## [Extrait du document]
※

Après le rejet de la troisième réforme de l'imposition des entreprises (RIE III) en février 2017, puis de la Prévoyance vieillesse 2020 (PV 2020) en septembre de la même année, les Suisses doivent se prononcer sur un paquet qui concerne à la fois la fiscalité des entreprises et le financement de l'AVS.
L'objectif de ce projet vise à créer un système fiscal attractif pour les entreprises, tout en répondant aux normes internationales. Les privilèges fiscaux octroyés aux grosses entreprises par les cantons font en effet l’objet de critiques de la part de l'Organisation de coopération et de développement économiques (OCDE) et de l'Union européenne.
Il s'agit en parallèle de compenser ces pertes fiscales par un financement additionnel de l'AVS à hauteur de deux milliards de francs par année.
Deux comités d'opposants
Deux comités référendaires, l'un issu des Verts et de la gauche radicale, l'autre composé de jeunes UDC et PLR, combattent le paquet RFFA. Les deux comités ont déposé séparément les signatures qu'ils ont chacun récoltées.
Le comité de gauche dénonce des déductions fiscales trop importantes au profit des entreprises et une compensation qu'ils qualifient d'"arnaque". Celui de droite revendique une réforme plus en profondeur du système des retraites.
>> Lire : Deux comités et des arguments différents pour lutter contre RFFA
Soutien du PLR, du PDC et du PS
A l'inverse, le PLR, le PDC et le PS suivent le Conseil fédéral et le Parlement. Aux yeux des socialistes, ce nouveau projet comporte suffisamment de compensations pour encourager les citoyens à voter oui le 19 mai prochain.
Le PDC, lui, juge la réforme équilibrée et estime qu'elle bénéficiera à la fois aux entreprises et à la population. Quant au PLR, il tient à voir une réforme de l’imposition des entreprises entrer en vigueur au plus vite pour tranquilliser les inquiétudes de l’économie quant à leur avenir fiscal.

※

## [Informations fournies]
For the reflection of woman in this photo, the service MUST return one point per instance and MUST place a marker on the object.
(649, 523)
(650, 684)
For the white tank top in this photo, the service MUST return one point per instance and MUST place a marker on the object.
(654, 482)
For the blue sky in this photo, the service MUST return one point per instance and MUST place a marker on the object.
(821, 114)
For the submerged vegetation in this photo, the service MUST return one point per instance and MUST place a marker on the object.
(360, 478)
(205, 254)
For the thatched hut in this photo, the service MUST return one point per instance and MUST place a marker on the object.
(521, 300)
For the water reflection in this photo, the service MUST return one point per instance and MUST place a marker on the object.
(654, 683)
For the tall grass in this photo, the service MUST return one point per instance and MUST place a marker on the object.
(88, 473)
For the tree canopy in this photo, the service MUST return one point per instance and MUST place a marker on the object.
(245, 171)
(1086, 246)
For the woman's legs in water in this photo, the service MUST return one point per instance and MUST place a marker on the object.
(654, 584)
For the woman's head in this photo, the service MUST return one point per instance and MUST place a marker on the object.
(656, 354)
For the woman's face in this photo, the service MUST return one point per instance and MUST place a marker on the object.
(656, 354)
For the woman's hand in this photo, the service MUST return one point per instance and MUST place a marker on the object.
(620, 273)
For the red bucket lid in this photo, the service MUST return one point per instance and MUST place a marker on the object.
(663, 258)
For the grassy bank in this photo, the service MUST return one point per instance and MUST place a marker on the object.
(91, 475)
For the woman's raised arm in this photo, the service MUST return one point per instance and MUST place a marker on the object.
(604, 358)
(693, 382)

※

## [Travail à faire]
1. Selon le texte sur le paquet RFFA, quel montant annuel de financement additionnel est prévu pour l'AVS ?
2. Recopiez à l'identique le texte sur le paquet RFFA, de « L'objectif de ce » à « ont chacun récoltées. ».
3. Rédigez la suite du texte sur le paquet RFFA après sa dernière phrase.
Le matériel fourni provient d'une autre source.

## [Réponses]
1. Deux milliards de francs par année.

2.
L'objectif de ce projet vise à créer un système fiscal attractif pour les entreprises, tout en répondant aux normes internationales. Les privilèges fiscaux octroyés aux grosses entreprises par les cantons font en effet l’objet de critiques de la part de l'Organisation de coopération et de développement économiques (OCDE) et de l'Union européenne.
Il s'agit en parallèle de compenser ces pertes fiscales par un financement additionnel de l'AVS à hauteur de deux milliards de francs par année.
Deux comités d'opposants
Deux comités référendaires, l'un issu des Verts et de la gauche radicale, l'autre composé de jeunes UDC et PLR, combattent le paquet RFFA. Les deux comités ont déposé séparément les signatures qu'ils ont chacun récoltées.

3.
Par ailleurs, les milieux économiques apportent également un fort soutien au projet, tout comme les cantons romands qui entendent également mener une campagne offensive.
Les deux milliards de compensation
Les deux milliards de francs annuels prévus dans le paquet pour financer l'AVS seront en grande partie à la charge de la Confédération, qui participera à hauteur de 800 millions de francs.
Le solde de 1,2 milliard sera partagé à part égale entre les entreprises et les travailleurs. En cas de oui, les cotisations augmenteraient pour la première fois depuis plus de 40 ans.
L'AVS du futur
En revanche, la RFFA ne répond pas encore à toutes les questions qui touchent à la réforme de l'AVS. A quel âge les travailleurs pourront-ils prendre leur retraite? Sera-t-elle flexible? Sur quelle rente pourront-ils compter?
Une première esquisse est toutefois sur la table: c'est le projet AVS21, présenté l'été dernier par le conseiller fédéral en charge de l'Intérieur Alain Berset. Celui-ci prévoit une retraite pour tous à 65 ans ainsi qu'un financement supplémentaire via la TVA. Elle devrait être augmentée de 1,5 point. Mais en cas de oui à la RFFA le 19 mai, elle serait limitée à 0,7 point.
Mais AVS21 ne fait pas l'unanimité. La droite veut restreindre au maximum l'augmentation de la taxe sur la consommation. C'est à cela que doivent servir les deux milliards, estime-t-elle. Elle préfère faire travailler les femmes un an de plus.
A l'inverse, pour les socialistes, qui soutiennent aussi RFFA, cet argent frais doit permettre de reporter la hausse de l'âge de la retraite des femmes, en attendant l'égalité salariale. Ils s'appuieront sur ce coussin financier pour combattre le relèvement de 64 à 65 ans.
La fiscalité dans les cantons
Même si le projet est accepté par le peuple le 19 mai, tout ne sera pas réglé. A commencer par le taux d’imposition des entreprises qui sera appliqué dans les cantons, certains devant encore le confirmer. Pour l'heure, ce taux d’imposition varie entre 12% - à Zoug ou Schaffhouse - et 18% à Zurich, alors qu'il se situe à environ 14% à Genève et dans le canton de Vaud.
Le Parti socialiste veut d'ailleurs combattre ces différences pour mettre fin à la concurrence fiscale entre les cantons. Le PS travaille actuellement sur une initiative populaire qui veut fixer un plancher minimal de 16%. Or, tous les cantons romands prévoient un taux inférieur avec la RFFA.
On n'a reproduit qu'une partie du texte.